Your task is to repeat the listing exactly.

--- Start DATA LINES ---

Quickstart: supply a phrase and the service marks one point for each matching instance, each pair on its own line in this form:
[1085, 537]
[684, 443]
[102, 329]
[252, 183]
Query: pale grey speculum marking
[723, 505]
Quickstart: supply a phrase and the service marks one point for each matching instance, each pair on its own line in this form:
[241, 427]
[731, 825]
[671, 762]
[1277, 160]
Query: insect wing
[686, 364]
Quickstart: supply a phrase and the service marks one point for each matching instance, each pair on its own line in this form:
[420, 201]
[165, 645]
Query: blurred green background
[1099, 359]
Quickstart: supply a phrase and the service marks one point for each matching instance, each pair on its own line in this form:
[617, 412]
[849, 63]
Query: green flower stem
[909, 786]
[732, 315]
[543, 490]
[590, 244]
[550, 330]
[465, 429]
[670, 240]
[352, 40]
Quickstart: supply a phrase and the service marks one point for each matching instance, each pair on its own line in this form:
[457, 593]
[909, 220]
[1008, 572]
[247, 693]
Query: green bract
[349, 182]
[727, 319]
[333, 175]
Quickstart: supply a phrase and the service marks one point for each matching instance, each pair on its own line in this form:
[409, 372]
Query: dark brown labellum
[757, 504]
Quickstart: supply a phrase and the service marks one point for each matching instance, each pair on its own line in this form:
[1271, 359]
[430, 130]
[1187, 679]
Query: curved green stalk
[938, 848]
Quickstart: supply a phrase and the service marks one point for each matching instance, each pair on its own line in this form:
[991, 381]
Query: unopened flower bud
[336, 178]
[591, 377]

--- End DATA LINES ---

= EXERCISE RESPONSE =
Quickstart: supply a phrase and the service marks one point for each matching instance, each pair on its own line in this form:
[1085, 537]
[684, 443]
[102, 329]
[252, 183]
Query: pale grey speculum marking
[723, 505]
Quickstart: supply a phrase and the service marks one point for each matching instance, each pair on its own line in this form:
[241, 427]
[731, 825]
[671, 762]
[1277, 160]
Query: insect wing
[686, 364]
Quickstart: supply a phrase and the service marks one point for each matching instance, each pair on its own line in this form:
[420, 201]
[165, 645]
Query: blurred green background
[1099, 359]
Quickstart: supply a phrase and the service marks one point for each matching instance, each pair on its own line in this form:
[617, 412]
[849, 63]
Query: green flower stem
[909, 786]
[732, 315]
[543, 490]
[590, 244]
[550, 330]
[465, 429]
[670, 240]
[352, 40]
Quickstart: supply a phrase and the service marks one point for each matching instance, each pair on its own line in this form:
[457, 593]
[909, 220]
[1008, 572]
[247, 693]
Query: green bract
[349, 182]
[727, 319]
[333, 175]
Quickstart: supply a phrase and the service marks one point for each matching instance, each pair on its own line in this form:
[409, 372]
Query: dark brown labellum
[757, 504]
Quickstart: supply a phrase and the service marks one point for each matching instance, each pair on its own line in this form:
[1271, 359]
[430, 130]
[1187, 679]
Query: curved green stalk
[938, 848]
Quickstart: supply a phrase and the service marks one point for each matching instance, each pair on its own line in this form:
[991, 381]
Query: unopened flower bud
[336, 178]
[591, 377]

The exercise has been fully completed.